EXERCISE PROMPT:
Retype, word for word, the part of the records that opens with the line containing "Task: confirm every instance of the dirt" and closes with the line containing "56], [425, 38]]", including both of those lines. Give only those lines.

(begin)

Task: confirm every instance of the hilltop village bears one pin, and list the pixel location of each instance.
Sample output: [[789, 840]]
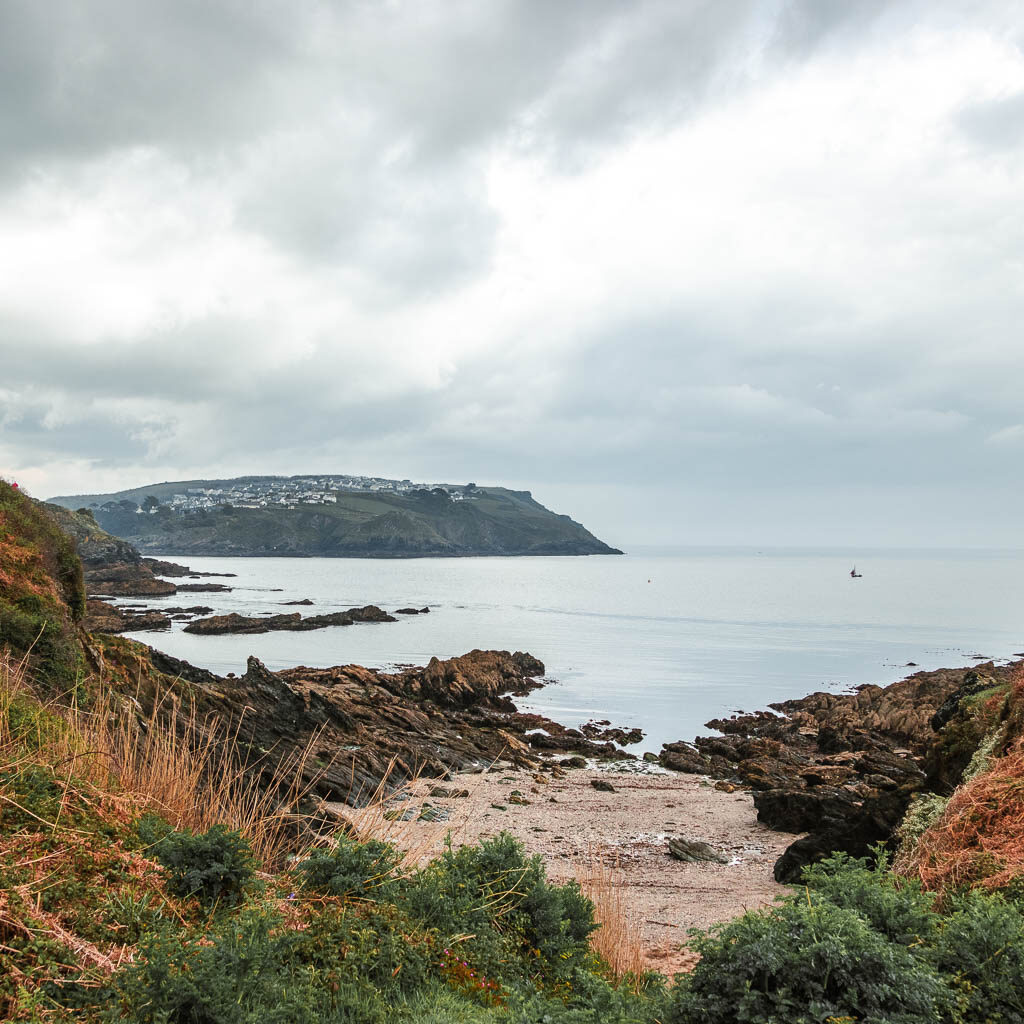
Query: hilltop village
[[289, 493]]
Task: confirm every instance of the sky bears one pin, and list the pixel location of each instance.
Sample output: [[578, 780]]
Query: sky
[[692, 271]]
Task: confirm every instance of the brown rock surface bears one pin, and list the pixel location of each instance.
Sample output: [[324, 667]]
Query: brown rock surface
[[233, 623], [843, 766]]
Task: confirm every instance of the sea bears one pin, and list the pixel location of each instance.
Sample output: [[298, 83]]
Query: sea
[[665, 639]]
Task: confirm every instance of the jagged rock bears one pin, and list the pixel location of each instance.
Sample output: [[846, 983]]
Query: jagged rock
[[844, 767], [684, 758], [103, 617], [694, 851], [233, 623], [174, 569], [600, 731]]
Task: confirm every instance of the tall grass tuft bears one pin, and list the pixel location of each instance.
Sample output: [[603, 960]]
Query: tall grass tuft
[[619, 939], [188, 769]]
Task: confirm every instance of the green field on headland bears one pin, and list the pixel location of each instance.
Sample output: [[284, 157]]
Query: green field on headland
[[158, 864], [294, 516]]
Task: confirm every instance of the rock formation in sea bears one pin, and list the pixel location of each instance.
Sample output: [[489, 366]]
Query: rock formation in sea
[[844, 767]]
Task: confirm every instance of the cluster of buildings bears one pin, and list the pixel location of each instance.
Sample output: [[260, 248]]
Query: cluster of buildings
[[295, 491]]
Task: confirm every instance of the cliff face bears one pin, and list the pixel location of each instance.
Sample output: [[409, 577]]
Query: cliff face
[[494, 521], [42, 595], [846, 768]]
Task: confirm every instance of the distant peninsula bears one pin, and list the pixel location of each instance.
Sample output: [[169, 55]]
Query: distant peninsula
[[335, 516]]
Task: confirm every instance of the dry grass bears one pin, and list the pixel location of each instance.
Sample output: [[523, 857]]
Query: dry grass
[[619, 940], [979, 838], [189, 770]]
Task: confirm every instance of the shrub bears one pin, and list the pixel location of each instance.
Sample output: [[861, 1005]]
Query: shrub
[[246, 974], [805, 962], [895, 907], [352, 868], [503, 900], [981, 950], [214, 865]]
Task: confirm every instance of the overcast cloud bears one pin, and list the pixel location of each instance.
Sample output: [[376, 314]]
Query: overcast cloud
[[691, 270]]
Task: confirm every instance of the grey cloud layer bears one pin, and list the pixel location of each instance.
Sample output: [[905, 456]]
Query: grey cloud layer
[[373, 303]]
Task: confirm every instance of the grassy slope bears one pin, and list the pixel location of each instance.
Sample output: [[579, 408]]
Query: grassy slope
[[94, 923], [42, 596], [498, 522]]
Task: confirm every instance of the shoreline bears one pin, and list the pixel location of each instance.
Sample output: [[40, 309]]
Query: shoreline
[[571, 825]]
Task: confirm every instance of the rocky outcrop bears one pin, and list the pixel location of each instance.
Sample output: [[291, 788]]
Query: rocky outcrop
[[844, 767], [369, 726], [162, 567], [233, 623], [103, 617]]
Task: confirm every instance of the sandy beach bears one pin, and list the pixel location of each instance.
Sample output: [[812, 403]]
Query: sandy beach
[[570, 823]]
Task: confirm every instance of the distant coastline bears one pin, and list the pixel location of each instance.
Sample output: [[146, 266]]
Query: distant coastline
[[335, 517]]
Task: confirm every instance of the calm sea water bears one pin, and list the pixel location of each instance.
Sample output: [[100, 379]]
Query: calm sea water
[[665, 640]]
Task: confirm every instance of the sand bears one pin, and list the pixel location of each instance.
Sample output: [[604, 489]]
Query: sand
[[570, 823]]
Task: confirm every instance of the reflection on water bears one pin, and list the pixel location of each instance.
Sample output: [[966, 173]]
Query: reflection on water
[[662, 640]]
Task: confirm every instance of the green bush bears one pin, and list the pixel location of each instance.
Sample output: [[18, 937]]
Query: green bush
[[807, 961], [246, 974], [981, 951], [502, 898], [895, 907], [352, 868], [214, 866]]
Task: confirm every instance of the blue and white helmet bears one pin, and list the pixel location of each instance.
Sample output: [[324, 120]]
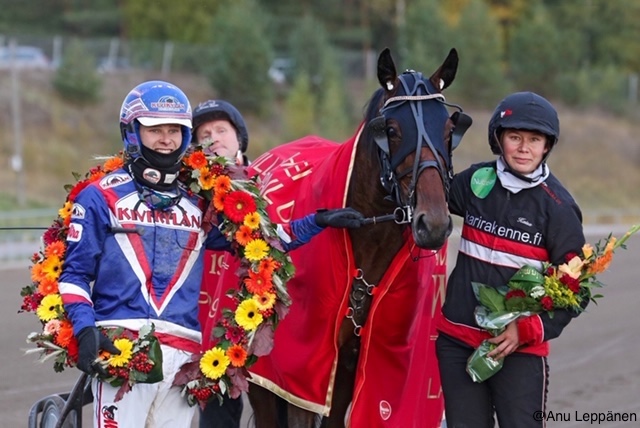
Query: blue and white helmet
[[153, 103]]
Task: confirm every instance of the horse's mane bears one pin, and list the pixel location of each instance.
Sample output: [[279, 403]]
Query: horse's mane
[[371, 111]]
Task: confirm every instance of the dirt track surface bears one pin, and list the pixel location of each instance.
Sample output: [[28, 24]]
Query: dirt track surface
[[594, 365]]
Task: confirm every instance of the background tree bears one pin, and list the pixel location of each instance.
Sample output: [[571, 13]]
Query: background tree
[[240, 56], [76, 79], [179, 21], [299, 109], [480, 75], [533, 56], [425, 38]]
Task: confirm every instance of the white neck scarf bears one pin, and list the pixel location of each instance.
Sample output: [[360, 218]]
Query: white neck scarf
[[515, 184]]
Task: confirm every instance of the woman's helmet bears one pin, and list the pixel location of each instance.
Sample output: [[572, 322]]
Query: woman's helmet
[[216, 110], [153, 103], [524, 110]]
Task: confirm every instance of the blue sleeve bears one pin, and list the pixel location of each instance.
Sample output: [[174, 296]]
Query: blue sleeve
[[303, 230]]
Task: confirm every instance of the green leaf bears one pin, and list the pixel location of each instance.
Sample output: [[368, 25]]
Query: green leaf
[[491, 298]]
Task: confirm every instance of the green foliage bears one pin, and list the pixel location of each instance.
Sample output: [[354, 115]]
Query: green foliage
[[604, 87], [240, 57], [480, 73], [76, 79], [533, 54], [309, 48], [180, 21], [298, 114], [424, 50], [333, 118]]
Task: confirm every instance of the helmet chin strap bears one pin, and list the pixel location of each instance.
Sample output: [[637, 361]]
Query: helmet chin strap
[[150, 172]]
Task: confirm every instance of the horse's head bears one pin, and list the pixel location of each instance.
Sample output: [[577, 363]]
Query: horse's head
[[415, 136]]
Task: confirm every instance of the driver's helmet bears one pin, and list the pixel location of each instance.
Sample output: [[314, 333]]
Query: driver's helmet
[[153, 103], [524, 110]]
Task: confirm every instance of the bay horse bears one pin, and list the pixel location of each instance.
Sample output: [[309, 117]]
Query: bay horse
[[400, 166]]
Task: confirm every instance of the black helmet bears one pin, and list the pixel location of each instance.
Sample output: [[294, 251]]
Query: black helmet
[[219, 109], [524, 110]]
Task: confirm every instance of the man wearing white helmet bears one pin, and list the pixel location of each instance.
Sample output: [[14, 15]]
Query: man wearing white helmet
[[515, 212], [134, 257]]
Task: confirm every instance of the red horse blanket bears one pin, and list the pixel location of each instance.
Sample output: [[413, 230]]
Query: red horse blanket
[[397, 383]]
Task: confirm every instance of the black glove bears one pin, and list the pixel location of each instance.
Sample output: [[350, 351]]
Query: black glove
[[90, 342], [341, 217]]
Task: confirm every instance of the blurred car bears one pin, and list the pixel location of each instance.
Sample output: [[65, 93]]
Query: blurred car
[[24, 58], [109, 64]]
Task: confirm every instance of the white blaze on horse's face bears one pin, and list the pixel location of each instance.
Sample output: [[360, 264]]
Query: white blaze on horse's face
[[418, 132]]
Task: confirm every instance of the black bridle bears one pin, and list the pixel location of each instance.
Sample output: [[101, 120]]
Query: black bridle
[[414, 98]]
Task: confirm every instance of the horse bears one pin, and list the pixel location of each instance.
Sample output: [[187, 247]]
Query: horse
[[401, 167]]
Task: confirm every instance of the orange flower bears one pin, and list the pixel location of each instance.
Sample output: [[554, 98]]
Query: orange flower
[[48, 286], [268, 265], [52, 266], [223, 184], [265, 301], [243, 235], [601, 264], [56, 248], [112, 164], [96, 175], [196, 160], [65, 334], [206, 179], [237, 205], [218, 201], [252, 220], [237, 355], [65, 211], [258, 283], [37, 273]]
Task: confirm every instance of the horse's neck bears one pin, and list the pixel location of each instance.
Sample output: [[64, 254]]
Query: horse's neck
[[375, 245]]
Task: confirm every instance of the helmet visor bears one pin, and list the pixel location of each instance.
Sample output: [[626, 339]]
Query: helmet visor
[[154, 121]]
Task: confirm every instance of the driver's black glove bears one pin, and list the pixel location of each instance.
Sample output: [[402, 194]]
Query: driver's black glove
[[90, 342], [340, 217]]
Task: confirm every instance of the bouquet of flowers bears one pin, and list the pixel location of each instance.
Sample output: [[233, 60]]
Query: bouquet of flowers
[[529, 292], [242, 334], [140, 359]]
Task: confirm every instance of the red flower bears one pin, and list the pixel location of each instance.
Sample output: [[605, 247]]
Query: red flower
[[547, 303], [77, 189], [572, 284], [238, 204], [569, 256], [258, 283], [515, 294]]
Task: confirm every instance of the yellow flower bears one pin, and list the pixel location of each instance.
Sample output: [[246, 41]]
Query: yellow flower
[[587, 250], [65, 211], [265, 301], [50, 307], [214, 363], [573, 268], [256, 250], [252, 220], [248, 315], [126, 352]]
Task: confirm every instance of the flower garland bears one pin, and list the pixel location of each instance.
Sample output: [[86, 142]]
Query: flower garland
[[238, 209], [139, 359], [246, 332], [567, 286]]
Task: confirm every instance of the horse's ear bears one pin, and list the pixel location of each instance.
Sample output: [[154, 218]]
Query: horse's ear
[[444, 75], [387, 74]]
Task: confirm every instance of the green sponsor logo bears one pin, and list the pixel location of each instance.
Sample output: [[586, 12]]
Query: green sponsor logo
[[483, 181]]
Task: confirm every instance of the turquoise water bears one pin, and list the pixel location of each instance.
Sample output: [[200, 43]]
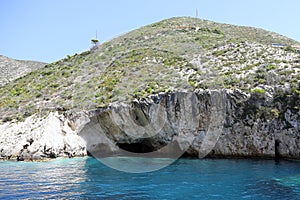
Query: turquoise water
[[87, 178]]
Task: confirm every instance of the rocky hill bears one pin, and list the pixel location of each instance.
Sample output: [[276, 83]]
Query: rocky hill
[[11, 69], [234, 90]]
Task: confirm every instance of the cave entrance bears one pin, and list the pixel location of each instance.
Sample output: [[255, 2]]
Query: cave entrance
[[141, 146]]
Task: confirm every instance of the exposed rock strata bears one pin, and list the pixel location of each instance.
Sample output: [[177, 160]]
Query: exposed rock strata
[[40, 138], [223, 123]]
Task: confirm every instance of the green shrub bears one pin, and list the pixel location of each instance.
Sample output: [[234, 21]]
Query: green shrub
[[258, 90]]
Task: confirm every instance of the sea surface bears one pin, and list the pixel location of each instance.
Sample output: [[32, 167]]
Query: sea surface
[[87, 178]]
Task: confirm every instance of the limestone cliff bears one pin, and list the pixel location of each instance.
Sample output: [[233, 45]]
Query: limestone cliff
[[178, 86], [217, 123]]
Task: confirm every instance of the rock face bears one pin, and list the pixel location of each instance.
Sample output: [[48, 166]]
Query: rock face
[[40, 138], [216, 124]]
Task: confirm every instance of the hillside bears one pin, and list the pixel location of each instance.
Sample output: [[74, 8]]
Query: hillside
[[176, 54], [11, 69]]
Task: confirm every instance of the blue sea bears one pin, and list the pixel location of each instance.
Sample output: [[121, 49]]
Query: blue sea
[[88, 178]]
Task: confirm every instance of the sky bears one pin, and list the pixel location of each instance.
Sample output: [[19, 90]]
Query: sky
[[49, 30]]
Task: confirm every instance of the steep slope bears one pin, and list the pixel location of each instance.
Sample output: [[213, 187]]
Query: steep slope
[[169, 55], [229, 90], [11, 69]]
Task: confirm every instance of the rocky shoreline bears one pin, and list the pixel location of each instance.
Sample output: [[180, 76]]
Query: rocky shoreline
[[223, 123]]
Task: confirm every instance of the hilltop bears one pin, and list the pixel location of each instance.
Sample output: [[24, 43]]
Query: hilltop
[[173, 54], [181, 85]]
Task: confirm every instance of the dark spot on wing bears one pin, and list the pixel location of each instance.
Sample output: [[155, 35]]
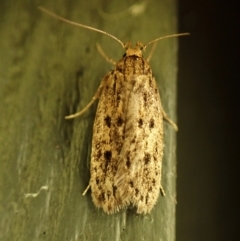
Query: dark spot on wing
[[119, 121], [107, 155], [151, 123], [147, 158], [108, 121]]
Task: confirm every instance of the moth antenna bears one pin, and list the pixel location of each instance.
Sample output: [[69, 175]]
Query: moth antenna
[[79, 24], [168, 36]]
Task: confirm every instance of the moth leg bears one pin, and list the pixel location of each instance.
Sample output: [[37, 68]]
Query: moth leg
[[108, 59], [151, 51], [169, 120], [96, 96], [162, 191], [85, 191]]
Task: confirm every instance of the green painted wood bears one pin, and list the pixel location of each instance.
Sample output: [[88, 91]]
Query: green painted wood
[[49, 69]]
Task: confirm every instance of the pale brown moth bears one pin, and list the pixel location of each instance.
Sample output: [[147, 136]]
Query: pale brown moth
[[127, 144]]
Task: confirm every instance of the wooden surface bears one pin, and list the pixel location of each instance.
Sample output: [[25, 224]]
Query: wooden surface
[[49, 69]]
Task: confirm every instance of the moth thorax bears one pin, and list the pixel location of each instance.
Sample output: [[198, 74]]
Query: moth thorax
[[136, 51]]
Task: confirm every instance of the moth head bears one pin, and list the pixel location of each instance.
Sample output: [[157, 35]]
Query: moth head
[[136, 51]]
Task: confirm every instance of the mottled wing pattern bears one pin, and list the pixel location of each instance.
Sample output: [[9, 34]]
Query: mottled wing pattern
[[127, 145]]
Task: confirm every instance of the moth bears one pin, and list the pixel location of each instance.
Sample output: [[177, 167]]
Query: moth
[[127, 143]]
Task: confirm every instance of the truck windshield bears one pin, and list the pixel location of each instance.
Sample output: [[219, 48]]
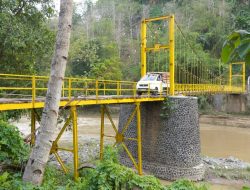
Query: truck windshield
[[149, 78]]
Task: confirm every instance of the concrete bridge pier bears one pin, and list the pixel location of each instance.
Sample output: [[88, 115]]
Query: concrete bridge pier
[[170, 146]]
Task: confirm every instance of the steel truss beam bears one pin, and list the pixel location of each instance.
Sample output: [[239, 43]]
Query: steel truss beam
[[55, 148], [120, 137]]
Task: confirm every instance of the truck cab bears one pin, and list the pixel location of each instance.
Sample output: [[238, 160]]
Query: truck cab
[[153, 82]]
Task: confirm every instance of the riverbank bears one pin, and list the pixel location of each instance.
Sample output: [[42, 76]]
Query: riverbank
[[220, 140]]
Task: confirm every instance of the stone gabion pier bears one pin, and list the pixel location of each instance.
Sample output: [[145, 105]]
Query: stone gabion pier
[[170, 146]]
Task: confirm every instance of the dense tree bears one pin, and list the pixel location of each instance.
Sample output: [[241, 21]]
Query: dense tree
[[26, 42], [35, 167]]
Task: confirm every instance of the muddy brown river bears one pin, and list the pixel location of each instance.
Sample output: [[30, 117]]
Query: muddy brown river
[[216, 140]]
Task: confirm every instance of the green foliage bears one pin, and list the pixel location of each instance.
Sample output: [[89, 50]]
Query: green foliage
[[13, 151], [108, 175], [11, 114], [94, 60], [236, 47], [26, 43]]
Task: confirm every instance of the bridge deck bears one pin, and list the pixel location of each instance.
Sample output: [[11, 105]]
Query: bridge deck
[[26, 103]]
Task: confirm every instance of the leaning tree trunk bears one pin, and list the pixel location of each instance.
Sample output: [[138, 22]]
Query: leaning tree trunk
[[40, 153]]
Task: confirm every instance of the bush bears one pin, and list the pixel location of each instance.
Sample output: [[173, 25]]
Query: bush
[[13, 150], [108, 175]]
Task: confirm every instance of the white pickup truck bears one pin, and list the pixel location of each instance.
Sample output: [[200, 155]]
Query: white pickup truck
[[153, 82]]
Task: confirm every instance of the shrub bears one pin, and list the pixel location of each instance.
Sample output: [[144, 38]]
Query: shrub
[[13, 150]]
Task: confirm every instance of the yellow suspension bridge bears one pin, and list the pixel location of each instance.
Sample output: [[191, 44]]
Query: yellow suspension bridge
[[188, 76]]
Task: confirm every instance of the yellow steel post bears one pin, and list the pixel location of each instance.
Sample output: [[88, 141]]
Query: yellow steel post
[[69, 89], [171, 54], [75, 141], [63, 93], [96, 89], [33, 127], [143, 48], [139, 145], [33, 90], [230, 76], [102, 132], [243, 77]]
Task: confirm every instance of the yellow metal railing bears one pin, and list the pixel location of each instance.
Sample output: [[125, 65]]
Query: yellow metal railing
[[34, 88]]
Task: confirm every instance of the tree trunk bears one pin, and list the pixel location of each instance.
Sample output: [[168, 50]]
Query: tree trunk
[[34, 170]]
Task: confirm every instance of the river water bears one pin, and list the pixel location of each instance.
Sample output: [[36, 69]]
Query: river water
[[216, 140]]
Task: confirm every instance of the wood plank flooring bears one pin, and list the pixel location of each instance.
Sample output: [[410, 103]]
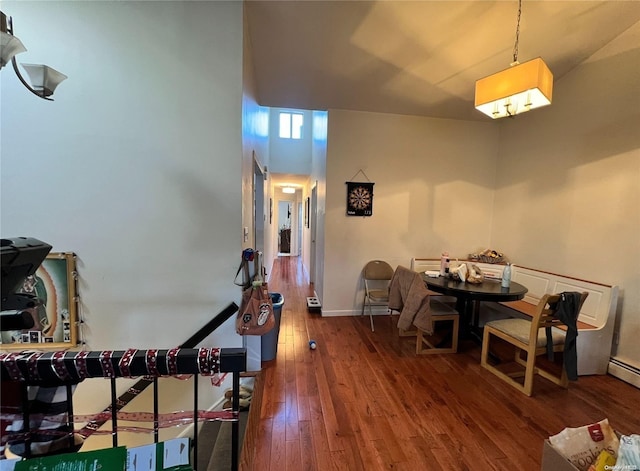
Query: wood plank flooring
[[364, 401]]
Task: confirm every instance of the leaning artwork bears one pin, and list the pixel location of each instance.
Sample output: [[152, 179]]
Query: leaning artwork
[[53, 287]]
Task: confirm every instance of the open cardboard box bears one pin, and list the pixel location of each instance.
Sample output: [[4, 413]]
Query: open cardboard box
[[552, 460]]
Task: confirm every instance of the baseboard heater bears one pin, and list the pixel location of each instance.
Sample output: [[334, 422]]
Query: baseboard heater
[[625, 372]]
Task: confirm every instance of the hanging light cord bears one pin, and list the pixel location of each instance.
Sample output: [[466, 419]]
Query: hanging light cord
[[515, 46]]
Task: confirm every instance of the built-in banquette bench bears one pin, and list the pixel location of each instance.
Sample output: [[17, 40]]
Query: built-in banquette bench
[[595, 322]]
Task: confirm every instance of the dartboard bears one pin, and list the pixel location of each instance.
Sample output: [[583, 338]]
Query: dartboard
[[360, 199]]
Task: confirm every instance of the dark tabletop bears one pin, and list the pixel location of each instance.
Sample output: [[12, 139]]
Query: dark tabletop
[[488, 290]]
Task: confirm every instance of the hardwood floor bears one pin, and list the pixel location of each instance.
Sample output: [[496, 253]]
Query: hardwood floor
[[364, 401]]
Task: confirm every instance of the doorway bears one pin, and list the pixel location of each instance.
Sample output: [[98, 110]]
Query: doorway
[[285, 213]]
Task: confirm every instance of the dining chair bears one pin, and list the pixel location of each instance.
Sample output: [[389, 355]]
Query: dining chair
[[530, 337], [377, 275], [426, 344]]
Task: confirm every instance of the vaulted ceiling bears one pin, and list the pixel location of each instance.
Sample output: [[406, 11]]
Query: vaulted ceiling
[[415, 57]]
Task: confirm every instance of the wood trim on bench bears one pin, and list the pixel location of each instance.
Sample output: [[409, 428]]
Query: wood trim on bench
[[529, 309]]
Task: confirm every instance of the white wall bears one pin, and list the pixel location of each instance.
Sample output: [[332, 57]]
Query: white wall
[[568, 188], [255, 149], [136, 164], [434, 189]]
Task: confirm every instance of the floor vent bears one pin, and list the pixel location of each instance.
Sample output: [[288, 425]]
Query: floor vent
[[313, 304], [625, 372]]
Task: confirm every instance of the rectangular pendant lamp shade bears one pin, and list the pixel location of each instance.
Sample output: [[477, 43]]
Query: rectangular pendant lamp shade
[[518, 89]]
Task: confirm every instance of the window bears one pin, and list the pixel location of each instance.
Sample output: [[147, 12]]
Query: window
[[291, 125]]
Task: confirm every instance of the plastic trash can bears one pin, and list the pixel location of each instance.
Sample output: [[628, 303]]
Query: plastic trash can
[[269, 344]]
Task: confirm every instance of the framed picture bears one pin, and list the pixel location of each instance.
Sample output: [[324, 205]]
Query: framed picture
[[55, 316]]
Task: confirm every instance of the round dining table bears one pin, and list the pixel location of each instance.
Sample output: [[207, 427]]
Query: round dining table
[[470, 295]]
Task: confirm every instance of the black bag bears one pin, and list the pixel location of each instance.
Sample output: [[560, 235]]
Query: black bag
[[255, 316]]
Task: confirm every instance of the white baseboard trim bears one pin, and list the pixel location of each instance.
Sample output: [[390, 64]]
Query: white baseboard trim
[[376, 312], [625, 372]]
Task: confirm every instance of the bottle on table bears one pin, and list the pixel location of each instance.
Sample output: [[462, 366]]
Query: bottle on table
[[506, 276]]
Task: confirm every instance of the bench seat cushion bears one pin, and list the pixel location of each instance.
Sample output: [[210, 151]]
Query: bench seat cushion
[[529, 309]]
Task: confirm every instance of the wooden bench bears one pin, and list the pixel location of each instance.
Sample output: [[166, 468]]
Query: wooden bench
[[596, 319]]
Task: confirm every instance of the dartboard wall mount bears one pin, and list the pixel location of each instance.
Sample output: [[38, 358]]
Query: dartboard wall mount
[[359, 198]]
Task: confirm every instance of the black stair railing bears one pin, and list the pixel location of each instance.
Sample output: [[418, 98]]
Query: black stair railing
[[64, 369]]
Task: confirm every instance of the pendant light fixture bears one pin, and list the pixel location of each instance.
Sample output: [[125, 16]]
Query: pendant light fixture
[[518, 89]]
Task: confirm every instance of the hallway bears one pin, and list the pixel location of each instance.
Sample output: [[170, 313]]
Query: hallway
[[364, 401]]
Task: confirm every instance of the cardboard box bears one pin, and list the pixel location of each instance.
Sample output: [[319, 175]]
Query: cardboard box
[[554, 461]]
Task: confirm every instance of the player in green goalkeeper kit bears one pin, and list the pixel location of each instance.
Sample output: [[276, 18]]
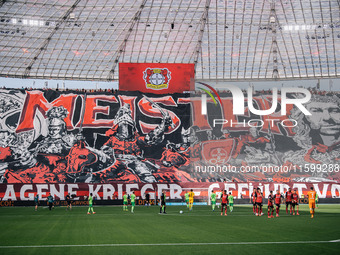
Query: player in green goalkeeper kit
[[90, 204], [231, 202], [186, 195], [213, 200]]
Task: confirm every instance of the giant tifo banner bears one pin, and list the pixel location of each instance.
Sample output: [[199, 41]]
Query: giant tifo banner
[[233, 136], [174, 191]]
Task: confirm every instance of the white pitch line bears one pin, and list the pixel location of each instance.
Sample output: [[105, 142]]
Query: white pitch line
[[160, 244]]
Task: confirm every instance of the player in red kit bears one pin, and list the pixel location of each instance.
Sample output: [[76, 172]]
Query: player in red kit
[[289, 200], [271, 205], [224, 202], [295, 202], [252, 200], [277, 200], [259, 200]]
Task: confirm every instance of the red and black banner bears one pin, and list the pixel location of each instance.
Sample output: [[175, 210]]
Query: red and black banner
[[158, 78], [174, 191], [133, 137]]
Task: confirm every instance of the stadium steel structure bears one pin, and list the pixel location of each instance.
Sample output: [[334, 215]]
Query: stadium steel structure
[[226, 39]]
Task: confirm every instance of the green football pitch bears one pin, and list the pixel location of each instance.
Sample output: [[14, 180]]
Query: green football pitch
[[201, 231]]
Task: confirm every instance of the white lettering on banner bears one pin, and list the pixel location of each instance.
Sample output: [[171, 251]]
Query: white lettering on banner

(end)

REPLY:
Task: confirm every instance of the dirt track surface bears one pin, and list the pixel location of each instance.
Sample output: [[28, 24]]
Query: dirt track surface
[[594, 365]]
Task: confirm every instance of the background tree bears one pin, and list the pixel location of each instance.
Sample output: [[571, 13]]
Query: background tree
[[240, 56], [76, 79], [179, 21], [299, 109], [480, 75], [533, 56], [425, 38]]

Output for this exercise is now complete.